## WHAT IS ASKED:
Change every "Reviewer note" in the listing below to "Annotator note" and keep all other text as it is. Leave the pictures out of your version.

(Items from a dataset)
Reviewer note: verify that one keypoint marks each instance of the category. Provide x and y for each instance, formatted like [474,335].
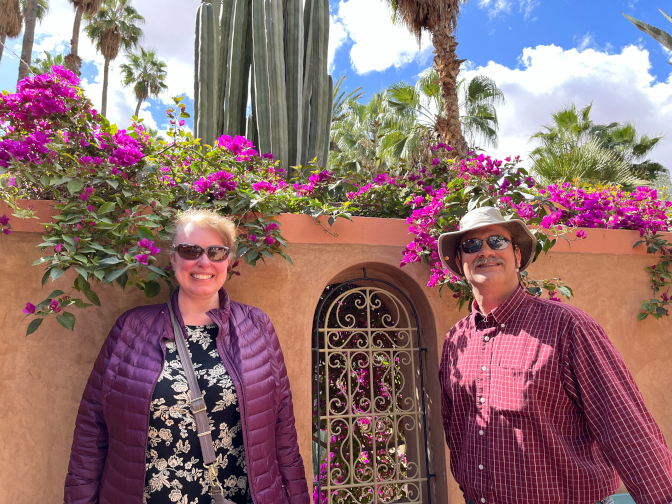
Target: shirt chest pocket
[512,378]
[511,390]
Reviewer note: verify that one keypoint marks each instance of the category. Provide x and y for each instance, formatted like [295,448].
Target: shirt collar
[504,311]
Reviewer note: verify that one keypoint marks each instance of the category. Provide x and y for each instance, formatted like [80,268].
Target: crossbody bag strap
[197,404]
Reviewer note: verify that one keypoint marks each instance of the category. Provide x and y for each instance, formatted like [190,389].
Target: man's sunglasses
[191,252]
[495,242]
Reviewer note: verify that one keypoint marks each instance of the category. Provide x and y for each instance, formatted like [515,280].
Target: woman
[135,438]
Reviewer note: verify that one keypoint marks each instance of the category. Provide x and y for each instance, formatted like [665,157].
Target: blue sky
[542,53]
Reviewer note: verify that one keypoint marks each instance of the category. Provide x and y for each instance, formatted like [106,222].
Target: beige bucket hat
[483,217]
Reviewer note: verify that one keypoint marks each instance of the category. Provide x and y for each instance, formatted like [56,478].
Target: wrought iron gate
[369,429]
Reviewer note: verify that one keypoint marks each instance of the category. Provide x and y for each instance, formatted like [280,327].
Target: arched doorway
[369,421]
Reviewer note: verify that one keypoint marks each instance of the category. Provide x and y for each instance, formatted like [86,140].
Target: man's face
[489,268]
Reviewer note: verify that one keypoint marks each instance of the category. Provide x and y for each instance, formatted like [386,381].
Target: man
[538,405]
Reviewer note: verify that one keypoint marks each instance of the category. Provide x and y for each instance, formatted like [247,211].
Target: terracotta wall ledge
[299,228]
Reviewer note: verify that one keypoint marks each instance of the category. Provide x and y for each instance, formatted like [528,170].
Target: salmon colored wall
[42,376]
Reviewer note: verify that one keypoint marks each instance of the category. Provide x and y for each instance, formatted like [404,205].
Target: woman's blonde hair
[208,219]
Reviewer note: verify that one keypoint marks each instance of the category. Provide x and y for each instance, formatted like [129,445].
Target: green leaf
[82,271]
[67,320]
[32,327]
[92,296]
[56,273]
[144,232]
[106,208]
[75,186]
[115,274]
[81,258]
[152,289]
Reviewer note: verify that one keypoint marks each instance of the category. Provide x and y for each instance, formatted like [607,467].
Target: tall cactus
[205,67]
[273,55]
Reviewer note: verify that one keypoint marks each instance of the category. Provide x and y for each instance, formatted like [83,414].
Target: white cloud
[499,7]
[380,45]
[620,86]
[337,36]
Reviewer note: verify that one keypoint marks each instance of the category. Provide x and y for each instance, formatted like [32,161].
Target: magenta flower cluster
[147,249]
[4,224]
[608,207]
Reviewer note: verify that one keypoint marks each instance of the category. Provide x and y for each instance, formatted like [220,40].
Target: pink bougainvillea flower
[55,306]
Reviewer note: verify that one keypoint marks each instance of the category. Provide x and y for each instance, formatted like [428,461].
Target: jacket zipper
[162,344]
[237,383]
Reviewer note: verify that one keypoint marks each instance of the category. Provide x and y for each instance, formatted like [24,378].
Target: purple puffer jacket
[107,463]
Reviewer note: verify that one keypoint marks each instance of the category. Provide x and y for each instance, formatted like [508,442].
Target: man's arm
[599,381]
[444,382]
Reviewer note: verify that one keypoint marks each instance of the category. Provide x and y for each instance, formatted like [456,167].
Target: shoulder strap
[197,404]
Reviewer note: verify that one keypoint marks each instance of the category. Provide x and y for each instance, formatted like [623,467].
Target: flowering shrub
[118,189]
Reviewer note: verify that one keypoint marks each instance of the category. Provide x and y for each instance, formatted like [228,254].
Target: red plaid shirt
[538,407]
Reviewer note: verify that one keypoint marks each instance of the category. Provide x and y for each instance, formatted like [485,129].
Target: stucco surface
[42,376]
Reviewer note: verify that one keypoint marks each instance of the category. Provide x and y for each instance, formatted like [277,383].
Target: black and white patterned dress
[175,471]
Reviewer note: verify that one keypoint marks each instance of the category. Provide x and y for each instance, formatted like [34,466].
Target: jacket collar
[219,315]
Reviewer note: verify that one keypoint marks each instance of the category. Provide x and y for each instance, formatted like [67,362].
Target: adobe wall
[42,376]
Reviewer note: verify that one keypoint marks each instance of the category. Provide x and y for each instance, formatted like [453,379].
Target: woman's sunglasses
[191,252]
[495,242]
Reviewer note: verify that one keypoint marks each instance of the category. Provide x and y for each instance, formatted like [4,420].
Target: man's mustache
[487,261]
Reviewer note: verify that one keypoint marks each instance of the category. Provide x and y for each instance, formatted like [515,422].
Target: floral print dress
[175,471]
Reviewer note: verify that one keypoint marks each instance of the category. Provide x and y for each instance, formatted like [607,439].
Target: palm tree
[439,17]
[661,36]
[113,27]
[146,73]
[90,7]
[11,20]
[358,135]
[478,100]
[43,66]
[573,146]
[31,11]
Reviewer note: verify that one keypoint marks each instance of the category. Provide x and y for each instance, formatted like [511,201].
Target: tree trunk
[28,39]
[447,67]
[2,40]
[73,61]
[105,80]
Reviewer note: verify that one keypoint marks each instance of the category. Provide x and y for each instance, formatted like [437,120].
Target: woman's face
[200,278]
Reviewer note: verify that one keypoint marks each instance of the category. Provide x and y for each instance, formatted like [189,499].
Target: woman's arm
[286,445]
[90,440]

## REPLY:
Annotator note: verify that one keypoint marks each instance of the category. Provide x and y for each instance, formatted like [474,335].
Target: shirt chest pocket
[512,378]
[511,390]
Annotator note: verify that one keypoint marks each instance of the category. Provide x and y for each instance, formatted like [295,448].
Target: shirt collar
[504,311]
Annotator note: verify that one keypoint marks each instance of the category. Provide x and y for each instance, formatted like [80,268].
Target: crossbody bag strap
[197,404]
Annotator note: verify that one keypoint marks each instance of the category. Provide x and y for each instance, formatted like [190,389].
Target: man's sunglasses
[191,252]
[495,242]
Annotator note: verify that one keypoint marks each instance of the category. Provide x and y for each instance, formatted like [515,280].
Target: woman
[135,438]
Annotator note: verify that one keypoint marks each instance of the category. Provide x and y for each instance, formatted like [665,157].
Target: blue sky
[542,53]
Annotator note: verify that one keypoint marks each instance of the category. Provide x and y for each instance, formatted like [106,222].
Target: beige bucket hat
[483,217]
Annotator note: verify that one keypoint marks each instance of the category. Provide x and y for each instance, formatted like [56,478].
Target: wrought iron gate
[369,429]
Annotator note: verify that one keypoint marks each instance of the category. Provide x and y for each instance, formatted like [280,327].
Target: arched doorway
[369,421]
Annotator note: verify that one keypoint marks each instance of the category. Provide x and y for each instance, formatted like [86,140].
Target: man's face
[489,268]
Annotator note: verify that one keypoint marks each instance of the category. Provide x and y for each instance, formatted like [386,381].
Target: man
[538,405]
Annotator note: verify that one keypoint marks each instance of the category. Provide x and y for each instance, formatted like [247,211].
Target: terracotta wall ledge
[299,228]
Annotator note: verify that one keypoint marks each instance of the category. Provide x and y for each instance, formatted like [528,170].
Target: salmon colored wall
[42,376]
Annotator note: verify that one keypoint marks each instance of the category. Provide x and y for each instance, formatted like [404,205].
Target: woman's blonde hair
[208,219]
Annotator note: verify that one keypoint marks each instance of the category. Provide x and y for each instance, formatted like [129,445].
Target: green leaf
[82,271]
[67,320]
[32,327]
[92,296]
[56,273]
[144,232]
[106,208]
[75,186]
[115,274]
[81,258]
[152,289]
Annotator note: verify that one keypoint marks each instance of the category. Provide x and y for each instance, formatted like [607,467].
Target: tall cactus
[205,67]
[273,55]
Annotator note: verify that one keypoint marks each instance of the category. Provide x and y for each instance, formatted like [83,414].
Target: white cloud
[499,7]
[380,45]
[620,86]
[337,36]
Annotator note: verify that one keypoint marks each instance of the category. Provide x and y for each instance, formatted like [32,161].
Target: magenta flower cluster
[147,249]
[4,224]
[608,207]
Annotator note: verify that one keypoint marks each instance of the category. Provide x and y for each instance, formatted like [220,40].
Target: pink bougainvillea flower
[55,306]
Annotator note: verify that one keypoint marks each instance of the category. Provide x and y for each instance, formatted like [428,461].
Target: jacket zipper
[162,344]
[237,383]
Annotator note: verify that one keypoint marks each instance of the category. Provide x and y for each instance, formatted like [24,378].
Target: purple puffer jacket
[107,463]
Annotator note: verify that one keypoint marks each instance of the category. Provide x and y for each instance, formatted like [508,442].
Target: man's arm
[599,381]
[444,382]
Annotator note: verify that one keypoint marks each instance of the category. Provide x and y for each instance, formatted like [456,167].
Target: shoulder strap
[197,404]
Annotator note: verify that one keypoint marks each instance of the category. Provide x and y for each instance, formatted like [623,467].
Target: flowering shrub
[118,189]
Annotator note: verify that one keypoint marks each instance of the category. Provide x and y for each instance, formatted like [228,254].
Target: red plaid shirt
[538,407]
Annotator note: verify that one keypoint marks each instance of the category. Provide x and y for each instance, formatted like [485,129].
Target: stucco surface
[42,376]
Annotator note: verify that one keypoint marks each instance of the category. Provide x and y for each instance, formatted like [277,383].
Target: black and white patterned dress
[175,471]
Annotator note: verify that one keypoint marks each instance of the category. Provide x and y for each instance, formatted like [34,466].
Target: jacket collar
[219,315]
Annotator note: verify that one keypoint marks each instance of the category. Provide x and y for each instance, formatted like [67,362].
Target: adobe wall
[42,376]
Annotator note: verify that one keypoint marks each instance of the category. Provide x and y for each instance, formatted like [453,379].
Target: woman's sunglasses
[191,252]
[495,242]
Annotator note: verify that one keypoint marks each instance of the category. Provide x and y for each instance, formatted like [4,420].
Target: man's mustache
[487,261]
Annotator note: verify that one keypoint marks each instance of the category. Provide x and y for each instance, formatted like [515,422].
Target: floral print dress
[175,471]
Annotator note: verify that one keypoint marks each instance of the category. Provide x and y for each instance, formatted like [607,439].
Target: palm tree
[439,17]
[661,36]
[113,27]
[146,73]
[90,7]
[11,20]
[358,135]
[478,100]
[43,66]
[573,146]
[31,11]
Annotator note: verify that one keypoint marks each instance of the category. Provide x and y for each instance, formatted like [511,201].
Target: tree trunk
[28,39]
[447,67]
[2,40]
[73,61]
[105,80]
Annotator note: verify that one keypoint marks each instance of the category. Provide x and y for each instance, formatted like [437,120].
Target: woman's face
[200,278]
Annotator note: verify that one keypoint marks each instance of the category. Provide x and y for each instance, formatted like [189,499].
Target: woman's arm
[286,445]
[90,440]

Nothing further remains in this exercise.